▶ SOURCE TEXT:
▶
I always appreciate the good back & forth with you, and I definitely appreciate you having a much more applicable knowledge in key areas.

You are right about what you stated above - all of it.  

I think what the article is missing is context, and perhaps that is simply because the author had a word limit.


Most countries tend to get more bang for their defense buck, literally, than we do.  Vehicles, aircraft, ships are purchased to FIGHT & DESTROY the enemy, with other duties being secondary.  I find that we tend to approach equipment, most of the time, with the opposite mindset...it's there for domestic use, or contributing to allied operations, with warfighting being the final checkmark.  (Obviously I don't mean this universally -- however, I do agree that they do tend to get more bang for their defense buck.  Same with the Aussies.)



*Turkish Leo IIA4 had problems in Syria and Turkey is clamouring for upgrades*

To be fair, the Turks also employed their tanks in a way that had most people facepalming at the time.  The didn't deploy much in terms of infantry support at the time, and their tanks were picked off in way larger numbers than they should have been.

Part of this could be because of the tanks.  I think a significant factor in their losses was how they chose to employ them.  I think we discussed this at the time in a different thread, but their tanks deployed with hardly any infantry support at all.  Their field commanders obviously didn't have much experience in operating armoured forces in a non-formation, ad-hoc, COIN type operation against a well equipped enemy.  


*The total number of personnel in Headquarters above the level of Brigade, Wing and Fleet grew by 4,803 people, an increase of 46 %.*

*Another way to look at this: personnel serving in higher Headquarters’ grew at a rate four times faster than the overall CF Regular Force over the same six year period.*

That's just absurd.  How can a CDS like Vance not only ignore the problem, but seem to contribute to it?  He's a combat vet, field officer type throughout his career.  How can he not see what everybody else in the CF does?



I agree with everything you wrote.  Like I said, I think the article was missing context - which, I can understand if there was a word limit, which there probably was.
◀
▶ WRITTEN TASKS:
a: In the forum post, by what percentage did the number of personnel in Headquarters above the level of Brigade, Wing and Fleet grow?
b: Extract each line of the entries below that contains the string "shirt".

▶ SOURCE RECORDS:
▶
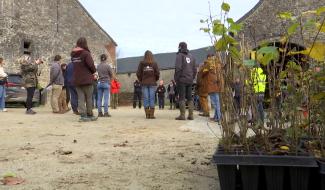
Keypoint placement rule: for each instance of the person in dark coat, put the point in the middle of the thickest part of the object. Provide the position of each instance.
(185, 72)
(148, 74)
(137, 94)
(83, 78)
(172, 91)
(161, 90)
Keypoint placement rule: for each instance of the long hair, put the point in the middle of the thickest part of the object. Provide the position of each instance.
(82, 43)
(148, 57)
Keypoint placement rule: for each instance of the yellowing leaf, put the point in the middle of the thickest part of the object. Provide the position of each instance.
(225, 7)
(284, 148)
(320, 10)
(320, 27)
(285, 15)
(317, 52)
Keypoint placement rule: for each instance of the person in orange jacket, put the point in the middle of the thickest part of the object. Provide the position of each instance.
(115, 89)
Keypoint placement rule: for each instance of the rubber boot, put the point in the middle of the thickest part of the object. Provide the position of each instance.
(190, 110)
(146, 110)
(182, 111)
(152, 113)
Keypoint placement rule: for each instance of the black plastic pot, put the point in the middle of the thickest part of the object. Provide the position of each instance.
(227, 176)
(294, 170)
(274, 177)
(250, 177)
(321, 170)
(299, 177)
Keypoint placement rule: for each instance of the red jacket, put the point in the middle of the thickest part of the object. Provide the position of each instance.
(115, 87)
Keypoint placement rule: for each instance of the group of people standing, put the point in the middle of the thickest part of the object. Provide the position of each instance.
(74, 83)
(185, 72)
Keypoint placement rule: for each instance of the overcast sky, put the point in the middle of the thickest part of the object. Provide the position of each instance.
(158, 25)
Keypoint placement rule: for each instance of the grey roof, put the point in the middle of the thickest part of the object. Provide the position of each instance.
(165, 60)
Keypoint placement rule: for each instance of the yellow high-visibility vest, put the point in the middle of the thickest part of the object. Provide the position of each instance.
(259, 80)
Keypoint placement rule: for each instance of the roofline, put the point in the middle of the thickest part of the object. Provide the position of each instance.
(250, 12)
(92, 18)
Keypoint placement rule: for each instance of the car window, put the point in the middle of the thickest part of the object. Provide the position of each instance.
(15, 79)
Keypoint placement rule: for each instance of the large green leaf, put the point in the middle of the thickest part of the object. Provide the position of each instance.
(285, 15)
(221, 44)
(250, 63)
(234, 53)
(293, 28)
(235, 28)
(219, 29)
(320, 10)
(230, 20)
(225, 7)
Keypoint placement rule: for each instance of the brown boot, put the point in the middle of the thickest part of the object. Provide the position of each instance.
(146, 110)
(190, 110)
(182, 111)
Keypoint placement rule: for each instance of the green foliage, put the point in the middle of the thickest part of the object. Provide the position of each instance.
(267, 54)
(224, 42)
(225, 7)
(250, 63)
(293, 28)
(320, 10)
(285, 16)
(219, 29)
(235, 28)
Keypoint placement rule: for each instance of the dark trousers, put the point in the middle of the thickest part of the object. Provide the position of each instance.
(185, 92)
(73, 98)
(237, 103)
(161, 102)
(85, 102)
(137, 96)
(67, 92)
(30, 95)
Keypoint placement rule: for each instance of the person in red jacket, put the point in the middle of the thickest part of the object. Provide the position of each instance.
(115, 89)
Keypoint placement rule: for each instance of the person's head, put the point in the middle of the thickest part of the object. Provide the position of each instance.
(209, 55)
(182, 48)
(57, 58)
(63, 66)
(148, 57)
(82, 43)
(25, 59)
(103, 58)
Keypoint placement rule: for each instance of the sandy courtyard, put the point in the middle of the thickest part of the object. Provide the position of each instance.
(122, 152)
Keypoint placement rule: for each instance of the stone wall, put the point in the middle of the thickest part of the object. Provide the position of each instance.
(262, 24)
(47, 28)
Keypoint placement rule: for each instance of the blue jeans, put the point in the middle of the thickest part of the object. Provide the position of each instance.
(103, 89)
(148, 96)
(73, 98)
(215, 100)
(2, 97)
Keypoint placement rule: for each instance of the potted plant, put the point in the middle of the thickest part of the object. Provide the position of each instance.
(254, 153)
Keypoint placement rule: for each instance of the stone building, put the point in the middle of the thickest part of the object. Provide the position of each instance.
(261, 24)
(44, 28)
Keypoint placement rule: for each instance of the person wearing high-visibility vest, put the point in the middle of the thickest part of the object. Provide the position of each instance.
(259, 84)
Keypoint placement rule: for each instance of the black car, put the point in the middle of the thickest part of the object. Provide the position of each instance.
(16, 92)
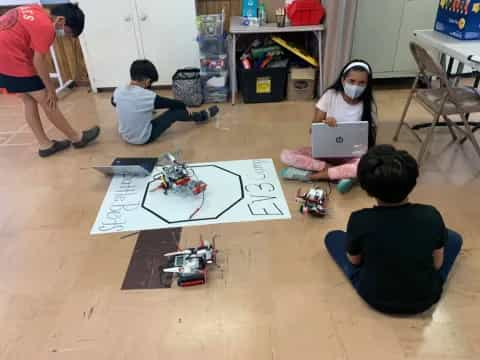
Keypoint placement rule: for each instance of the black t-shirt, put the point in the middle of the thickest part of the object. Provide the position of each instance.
(397, 273)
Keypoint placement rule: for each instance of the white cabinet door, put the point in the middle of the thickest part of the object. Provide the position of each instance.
(109, 41)
(418, 14)
(168, 35)
(376, 33)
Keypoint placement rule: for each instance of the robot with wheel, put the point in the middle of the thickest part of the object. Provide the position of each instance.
(312, 202)
(191, 265)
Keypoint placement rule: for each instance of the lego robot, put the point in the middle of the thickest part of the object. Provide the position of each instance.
(191, 264)
(312, 202)
(176, 177)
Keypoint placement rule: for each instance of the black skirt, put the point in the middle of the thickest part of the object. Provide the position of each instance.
(15, 84)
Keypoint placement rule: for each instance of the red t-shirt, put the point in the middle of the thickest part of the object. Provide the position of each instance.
(24, 30)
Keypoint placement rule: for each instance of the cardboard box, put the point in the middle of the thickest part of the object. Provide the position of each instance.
(459, 19)
(249, 8)
(301, 84)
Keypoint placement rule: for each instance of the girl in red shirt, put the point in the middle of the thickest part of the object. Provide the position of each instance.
(26, 34)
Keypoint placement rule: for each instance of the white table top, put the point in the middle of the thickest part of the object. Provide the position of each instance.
(236, 27)
(465, 51)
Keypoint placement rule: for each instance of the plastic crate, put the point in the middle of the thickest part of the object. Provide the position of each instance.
(305, 12)
(214, 64)
(263, 85)
(218, 91)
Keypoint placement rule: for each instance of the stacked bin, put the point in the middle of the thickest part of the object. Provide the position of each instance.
(213, 58)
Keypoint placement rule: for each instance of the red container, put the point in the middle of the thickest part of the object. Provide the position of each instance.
(305, 12)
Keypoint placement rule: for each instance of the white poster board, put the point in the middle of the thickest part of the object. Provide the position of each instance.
(243, 190)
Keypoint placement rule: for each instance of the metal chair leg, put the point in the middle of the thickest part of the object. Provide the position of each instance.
(405, 109)
(470, 135)
(450, 127)
(428, 139)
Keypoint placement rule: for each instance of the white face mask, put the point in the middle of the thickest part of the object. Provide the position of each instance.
(353, 91)
(60, 32)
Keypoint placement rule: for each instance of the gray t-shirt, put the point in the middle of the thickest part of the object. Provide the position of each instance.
(134, 106)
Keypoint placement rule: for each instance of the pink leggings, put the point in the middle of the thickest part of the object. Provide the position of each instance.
(302, 159)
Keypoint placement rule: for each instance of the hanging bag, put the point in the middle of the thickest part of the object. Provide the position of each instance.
(187, 86)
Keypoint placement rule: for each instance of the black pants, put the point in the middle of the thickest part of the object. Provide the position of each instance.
(162, 122)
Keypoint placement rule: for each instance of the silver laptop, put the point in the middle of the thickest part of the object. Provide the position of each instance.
(132, 170)
(342, 141)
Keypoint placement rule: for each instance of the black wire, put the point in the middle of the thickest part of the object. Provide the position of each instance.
(203, 194)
◀
▶ TASK SOLUTIONS:
a: It grew by 46%, an increase of 4,803 people.

b:
Keypoint placement rule: for each instance of the black t-shirt, put the point in the middle of the thickest part of the object. Provide the position of each instance.
Keypoint placement rule: for each instance of the red t-shirt, put the point in the middle of the thickest part of the object. Provide the position of each instance.
Keypoint placement rule: for each instance of the girl in red shirt, put the point in the middle of the thickest part of the object. Provide the position of each instance.
Keypoint placement rule: for each instance of the gray t-shirt, put the point in the middle of the thickest part of the object. Provide the position of each instance.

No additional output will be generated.